• **Exercise instructions**
Put the lines below into a Markdown table with two columns, Row and Line, numbering each row and leaving out any blank lines.
Start Given data
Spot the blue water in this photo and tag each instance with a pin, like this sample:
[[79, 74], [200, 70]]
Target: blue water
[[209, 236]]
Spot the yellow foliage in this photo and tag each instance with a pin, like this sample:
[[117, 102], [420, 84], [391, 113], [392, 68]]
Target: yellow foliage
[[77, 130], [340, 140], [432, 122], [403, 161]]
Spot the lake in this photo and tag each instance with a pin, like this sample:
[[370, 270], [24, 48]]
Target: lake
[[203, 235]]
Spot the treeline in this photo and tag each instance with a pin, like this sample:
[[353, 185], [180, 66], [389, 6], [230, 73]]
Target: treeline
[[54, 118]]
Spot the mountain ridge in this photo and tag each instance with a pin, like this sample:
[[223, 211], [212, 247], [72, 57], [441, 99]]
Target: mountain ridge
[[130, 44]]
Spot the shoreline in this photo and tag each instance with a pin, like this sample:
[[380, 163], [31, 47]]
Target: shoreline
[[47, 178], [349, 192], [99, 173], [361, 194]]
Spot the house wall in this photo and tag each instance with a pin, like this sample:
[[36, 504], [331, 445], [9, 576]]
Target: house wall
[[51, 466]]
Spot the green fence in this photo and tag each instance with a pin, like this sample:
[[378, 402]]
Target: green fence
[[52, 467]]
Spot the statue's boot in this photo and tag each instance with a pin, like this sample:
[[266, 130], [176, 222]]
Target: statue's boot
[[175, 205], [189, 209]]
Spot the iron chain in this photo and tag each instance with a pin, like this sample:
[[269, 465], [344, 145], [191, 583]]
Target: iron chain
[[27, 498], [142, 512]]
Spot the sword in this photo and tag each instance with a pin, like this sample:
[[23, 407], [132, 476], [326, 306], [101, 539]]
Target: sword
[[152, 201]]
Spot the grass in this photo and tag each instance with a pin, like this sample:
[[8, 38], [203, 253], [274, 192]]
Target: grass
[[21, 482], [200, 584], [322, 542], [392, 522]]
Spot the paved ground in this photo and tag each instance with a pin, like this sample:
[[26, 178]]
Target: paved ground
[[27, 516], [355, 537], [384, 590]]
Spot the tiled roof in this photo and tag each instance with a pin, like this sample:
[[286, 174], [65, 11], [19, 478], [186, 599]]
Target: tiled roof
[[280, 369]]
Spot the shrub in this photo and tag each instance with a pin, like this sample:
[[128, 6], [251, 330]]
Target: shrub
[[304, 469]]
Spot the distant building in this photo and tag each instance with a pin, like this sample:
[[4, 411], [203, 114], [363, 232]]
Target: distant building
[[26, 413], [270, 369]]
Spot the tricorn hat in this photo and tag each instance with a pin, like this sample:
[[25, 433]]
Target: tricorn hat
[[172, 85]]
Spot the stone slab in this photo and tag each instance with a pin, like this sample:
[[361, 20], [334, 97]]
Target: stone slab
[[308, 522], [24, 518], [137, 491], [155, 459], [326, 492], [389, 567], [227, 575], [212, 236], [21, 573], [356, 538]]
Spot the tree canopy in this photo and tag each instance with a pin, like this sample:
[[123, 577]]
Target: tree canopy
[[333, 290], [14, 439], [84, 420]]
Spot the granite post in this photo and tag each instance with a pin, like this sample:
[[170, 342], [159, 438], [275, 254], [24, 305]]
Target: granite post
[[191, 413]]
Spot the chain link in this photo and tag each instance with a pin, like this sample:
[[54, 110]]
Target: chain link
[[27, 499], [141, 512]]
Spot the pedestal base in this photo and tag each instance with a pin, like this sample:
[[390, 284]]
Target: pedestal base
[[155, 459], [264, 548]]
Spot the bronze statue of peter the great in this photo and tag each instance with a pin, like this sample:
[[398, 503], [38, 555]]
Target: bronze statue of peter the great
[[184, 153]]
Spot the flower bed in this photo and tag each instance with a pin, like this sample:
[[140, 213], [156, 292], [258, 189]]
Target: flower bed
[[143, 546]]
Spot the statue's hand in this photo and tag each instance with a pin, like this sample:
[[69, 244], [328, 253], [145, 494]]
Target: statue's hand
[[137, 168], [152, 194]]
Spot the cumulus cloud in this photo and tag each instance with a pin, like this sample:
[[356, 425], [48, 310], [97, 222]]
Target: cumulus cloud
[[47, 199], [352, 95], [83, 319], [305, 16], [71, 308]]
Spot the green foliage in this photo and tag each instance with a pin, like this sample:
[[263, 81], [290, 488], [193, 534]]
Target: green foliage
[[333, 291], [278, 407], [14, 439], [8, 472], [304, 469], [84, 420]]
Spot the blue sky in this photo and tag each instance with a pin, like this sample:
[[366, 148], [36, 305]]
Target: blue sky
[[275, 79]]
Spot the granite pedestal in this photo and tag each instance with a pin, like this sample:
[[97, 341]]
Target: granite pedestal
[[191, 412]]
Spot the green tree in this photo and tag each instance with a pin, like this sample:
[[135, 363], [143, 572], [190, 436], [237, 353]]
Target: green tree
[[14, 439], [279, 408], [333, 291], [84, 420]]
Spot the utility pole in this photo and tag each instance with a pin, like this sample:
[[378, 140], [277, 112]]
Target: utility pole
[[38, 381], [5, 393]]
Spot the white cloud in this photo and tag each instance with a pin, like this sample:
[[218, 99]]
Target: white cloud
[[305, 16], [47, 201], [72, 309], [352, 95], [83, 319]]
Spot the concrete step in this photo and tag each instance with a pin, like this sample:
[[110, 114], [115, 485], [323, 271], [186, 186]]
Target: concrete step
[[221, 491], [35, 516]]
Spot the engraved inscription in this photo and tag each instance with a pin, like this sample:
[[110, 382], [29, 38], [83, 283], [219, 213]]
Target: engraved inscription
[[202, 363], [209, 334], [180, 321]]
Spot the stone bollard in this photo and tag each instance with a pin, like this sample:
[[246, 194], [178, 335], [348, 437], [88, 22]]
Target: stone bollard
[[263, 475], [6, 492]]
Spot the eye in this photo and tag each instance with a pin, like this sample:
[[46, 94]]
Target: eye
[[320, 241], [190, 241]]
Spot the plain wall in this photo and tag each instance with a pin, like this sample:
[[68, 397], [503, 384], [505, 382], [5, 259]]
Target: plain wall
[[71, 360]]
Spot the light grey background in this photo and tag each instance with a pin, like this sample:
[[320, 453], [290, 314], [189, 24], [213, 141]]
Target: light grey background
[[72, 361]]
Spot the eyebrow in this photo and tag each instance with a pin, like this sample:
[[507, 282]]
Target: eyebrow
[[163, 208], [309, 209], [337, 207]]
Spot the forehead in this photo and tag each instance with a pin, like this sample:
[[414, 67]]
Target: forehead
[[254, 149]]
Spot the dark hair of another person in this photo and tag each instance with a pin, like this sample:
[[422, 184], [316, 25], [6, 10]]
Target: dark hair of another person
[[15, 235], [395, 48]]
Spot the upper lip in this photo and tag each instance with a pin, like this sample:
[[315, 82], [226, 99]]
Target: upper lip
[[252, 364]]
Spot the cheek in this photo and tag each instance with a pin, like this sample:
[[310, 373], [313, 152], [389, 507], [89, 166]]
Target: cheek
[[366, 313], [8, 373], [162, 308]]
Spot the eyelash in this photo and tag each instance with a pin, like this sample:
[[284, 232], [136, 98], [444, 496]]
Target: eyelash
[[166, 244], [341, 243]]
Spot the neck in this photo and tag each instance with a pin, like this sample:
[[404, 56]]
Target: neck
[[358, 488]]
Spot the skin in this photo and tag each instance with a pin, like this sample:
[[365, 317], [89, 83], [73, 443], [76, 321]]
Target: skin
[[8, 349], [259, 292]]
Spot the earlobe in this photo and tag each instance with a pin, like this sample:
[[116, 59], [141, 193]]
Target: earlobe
End Given data
• **Solved problem**
| Row | Line |
|---|---|
| 1 | Spot the blue water in this photo and tag each instance with a pin, like this sample: |
| 2 | [[79, 74], [200, 70]] |
| 3 | Target: blue water |
| 4 | [[209, 236]] |
| 5 | Spot the yellow foliage in this photo and tag each instance with a pin, like this sample: |
| 6 | [[117, 102], [420, 84], [391, 113], [392, 68]] |
| 7 | Target: yellow foliage |
| 8 | [[77, 130], [340, 140], [432, 122], [403, 161]] |
| 9 | Spot the lake in this photo and tag each instance with a pin, like this sample: |
| 10 | [[370, 270], [24, 48]] |
| 11 | Target: lake |
| 12 | [[203, 235]] |
| 13 | Spot the treeline in this photo and tag each instance with a pin, like this sample: |
| 14 | [[353, 185], [180, 66], [389, 6], [230, 73]] |
| 15 | Target: treeline |
| 16 | [[54, 118]] |
| 17 | Spot the mountain ridge in this photo and tag each instance with a pin, like this sample: |
| 18 | [[223, 211], [212, 247], [72, 57], [441, 99]] |
| 19 | Target: mountain ridge |
| 20 | [[130, 44]] |
| 21 | Spot the shoreline in this photo and tag each instance with a pin, like this sample: |
| 22 | [[380, 163], [31, 47]] |
| 23 | Target: shoreline |
| 24 | [[47, 178], [349, 192], [99, 173], [361, 194]] |
| 25 | Spot the house wall in this photo and tag each instance with a pin, like this sample: |
| 26 | [[36, 504], [331, 445], [9, 576]] |
| 27 | Target: house wall |
| 28 | [[51, 466]] |
| 29 | Spot the green fence in this photo and tag each instance with a pin, like this sample: |
| 30 | [[378, 402]] |
| 31 | Target: green fence |
| 32 | [[52, 467]] |
| 33 | Spot the statue's boot in this photo and tag each instance with a pin, like this sample: |
| 34 | [[266, 130], [176, 222]] |
| 35 | Target: statue's boot |
| 36 | [[175, 205], [189, 209]] |
| 37 | Spot the iron chain in this photo and tag each instance with a pin, like this sample: |
| 38 | [[269, 465], [344, 145], [191, 583]] |
| 39 | Target: iron chain |
| 40 | [[27, 498], [142, 512]] |
| 41 | Spot the sword in this photo and tag each instance with a pin, like this sample: |
| 42 | [[23, 407], [132, 476], [326, 306], [101, 539]] |
| 43 | Target: sword |
| 44 | [[152, 201]] |
| 45 | Spot the grass in this photo and tag each instance with a pin, like this sample: |
| 46 | [[8, 38], [203, 253], [274, 192]] |
| 47 | Target: grass |
| 48 | [[21, 482], [200, 584], [322, 542], [392, 522]] |
| 49 | Spot the paved ground in this photo and tag each instance with a pin, like this sample: |
| 50 | [[26, 178]] |
| 51 | Target: paved ground |
| 52 | [[27, 516], [355, 537], [384, 590]] |
| 53 | Spot the tiled roof in this photo and tag each instance with a pin, like this sample: |
| 54 | [[286, 174], [65, 11], [19, 478], [186, 599]] |
| 55 | Target: tiled roof |
| 56 | [[280, 369]] |
| 57 | Spot the shrub in this photo and tag each instance with a pin, like this sample: |
| 58 | [[128, 6], [251, 330]] |
| 59 | Target: shrub |
| 60 | [[304, 469]] |
| 61 | Spot the distant building in this photo and tag each instance with a pin, like this sample: |
| 62 | [[4, 411], [203, 114], [363, 232]] |
| 63 | Target: distant building |
| 64 | [[26, 413], [270, 369]] |
| 65 | Spot the tricorn hat in this photo and tag each instance with a pin, like this sample: |
| 66 | [[25, 433]] |
| 67 | Target: tricorn hat |
| 68 | [[172, 85]] |
| 69 | Spot the stone slab in this photo and tag each instance with a pin, like this sample: |
| 70 | [[361, 20], [334, 97]] |
| 71 | Target: stone slab |
| 72 | [[308, 522], [24, 518], [137, 491], [155, 459], [326, 492], [389, 567], [227, 575], [212, 236], [21, 573], [356, 538]] |
| 73 | Spot the tree canopy in this photo and tag each instance with a pin, like this sample: |
| 74 | [[123, 577]] |
| 75 | Target: tree canopy |
| 76 | [[333, 290], [14, 439], [84, 420]] |
| 77 | Spot the granite post in this photo and tag each instance with a pin, like this sample: |
| 78 | [[170, 342], [159, 438], [275, 254], [24, 305]] |
| 79 | Target: granite post |
| 80 | [[191, 413]] |
| 81 | Spot the chain link in this photo and tag each instance with a pin, like this sample: |
| 82 | [[54, 110]] |
| 83 | Target: chain link |
| 84 | [[27, 499], [141, 512]] |
| 85 | Spot the pedestal base in this photo and tag each instance with a pin, like this sample: |
| 86 | [[390, 284]] |
| 87 | Target: pedestal base |
| 88 | [[155, 459], [264, 548]] |
| 89 | Spot the bronze statue of peter the great in this photo and tag each instance with a pin, like this sample: |
| 90 | [[398, 503], [38, 555]] |
| 91 | Target: bronze statue of peter the great |
| 92 | [[184, 153]] |
| 93 | Spot the flower bed in this photo and tag each instance with a pin, like this sample: |
| 94 | [[140, 213], [156, 292], [258, 189]] |
| 95 | Target: flower bed |
| 96 | [[143, 546]] |
| 97 | Spot the statue's hand in this photo and tag each instance with a pin, like this sample: |
| 98 | [[69, 244], [328, 253], [145, 494]] |
| 99 | Target: statue's hand |
| 100 | [[137, 168], [152, 194]] |
| 101 | Spot the cumulus cloud in this photo and tag each instance with a pin, like this sample: |
| 102 | [[356, 425], [48, 310], [97, 222]] |
| 103 | Target: cumulus cloud |
| 104 | [[47, 199], [352, 95], [83, 319], [305, 16], [71, 308]] |
| 105 | Spot the green foliage in this photo and tag each instance with a pin, like this sample: |
| 106 | [[263, 81], [290, 488], [193, 534]] |
| 107 | Target: green foliage |
| 108 | [[333, 291], [278, 407], [14, 439], [8, 472], [304, 469], [84, 420]] |
| 109 | Spot the blue sky in this photo and tag each instance with a pin, like this sample: |
| 110 | [[366, 148], [36, 305]] |
| 111 | Target: blue sky |
| 112 | [[275, 79]] |
| 113 | Spot the granite pedestal in this photo and tag each instance with a pin, like this sample: |
| 114 | [[97, 341]] |
| 115 | Target: granite pedestal |
| 116 | [[191, 412]] |
| 117 | Spot the green tree in this photo and tag each instance with a pin, like this sample: |
| 118 | [[135, 363], [143, 572], [190, 436], [237, 353]] |
| 119 | Target: green tree |
| 120 | [[14, 439], [279, 408], [333, 291], [84, 420]] |
| 121 | Spot the utility pole in this photo and tag each instance with a pin, like this sample: |
| 122 | [[378, 140], [277, 112]] |
| 123 | Target: utility pole |
| 124 | [[38, 381], [5, 393]] |
| 125 | Spot the white cloud in this photo and tag each instance with a pin, like this sample: |
| 126 | [[218, 99]] |
| 127 | Target: white cloud |
| 128 | [[305, 16], [47, 201], [72, 309], [352, 95], [83, 319]] |
| 129 | Spot the concrete step in this photo and tag each instance with a pin, like this sample: |
| 130 | [[110, 114], [115, 485], [323, 271], [186, 186]] |
| 131 | Target: concrete step |
| 132 | [[221, 491], [35, 516]] |
| 133 | Spot the engraved inscription in this photo and tag each instance with a pin, like this sample: |
| 134 | [[110, 382], [29, 38], [83, 283], [219, 213]] |
| 135 | Target: engraved inscription |
| 136 | [[202, 363], [209, 334], [180, 321]] |
| 137 | Spot the stone bollard in this photo and tag each instance with a pin, like this sample: |
| 138 | [[246, 194], [178, 335], [348, 437], [88, 22]] |
| 139 | Target: stone bollard |
| 140 | [[263, 475], [6, 492]] |
| 141 | Spot the eye in this photo and tag each instance with a pin, like this sample: |
| 142 | [[46, 94]] |
| 143 | Target: eye |
| 144 | [[320, 241], [190, 241]] |
| 145 | Spot the plain wall in this photo and tag each instance with a pin, like this sample: |
| 146 | [[68, 397], [503, 384], [505, 382], [5, 259]] |
| 147 | Target: plain wall |
| 148 | [[71, 360]] |
| 149 | Spot the light grey background in this photo and tag each instance with a pin, like this sample: |
| 150 | [[320, 453], [290, 314], [189, 24], [213, 141]] |
| 151 | Target: light grey background |
| 152 | [[72, 361]] |
| 153 | Spot the eyebrow in this photo and tag each instance with a pin, like this sample: |
| 154 | [[507, 282]] |
| 155 | Target: eyebrow |
| 156 | [[163, 208], [309, 209], [337, 207]] |
| 157 | Spot the forehead in this photo and tag each instance with a pin, like this sample: |
| 158 | [[414, 67]] |
| 159 | Target: forehead |
| 160 | [[254, 149]] |
| 161 | Spot the dark hair of another person in this photo and tag each instance with a pin, like this sample: |
| 162 | [[422, 184], [316, 25], [6, 10]] |
| 163 | Target: dark hair of another person |
| 164 | [[15, 235], [395, 48]] |
| 165 | Spot the upper lip in this photo and tag each instance with a pin, like this sample: |
| 166 | [[315, 82], [226, 99]] |
| 167 | Target: upper lip |
| 168 | [[252, 364]] |
| 169 | Spot the cheek in this photo and tag each instance with a pin, like this sample: |
| 170 | [[310, 373], [313, 152], [389, 507], [89, 166]] |
| 171 | Target: cheek |
| 172 | [[366, 313], [8, 373], [162, 308]] |
| 173 | Spot the eyelash in this photo and tag each instance with a pin, like this sample: |
| 174 | [[284, 232], [136, 98], [444, 496]] |
| 175 | Target: eyelash |
| 176 | [[166, 244], [341, 243]] |
| 177 | Spot the neck in this photo and tag each instance with a pin, like this sample: |
| 178 | [[404, 56]] |
| 179 | Target: neck |
| 180 | [[358, 488]] |
| 181 | Spot the skin in this photo and tag each instance with a pin, like this sample: |
| 182 | [[365, 317], [89, 83], [73, 443], [76, 321]] |
| 183 | Target: skin |
| 184 | [[8, 349], [259, 292]] |
| 185 | Spot the earlobe in this photo and tag each instance with a pin, like this sample: |
| 186 | [[116, 59], [141, 193]] |
| 187 | Target: earlobe |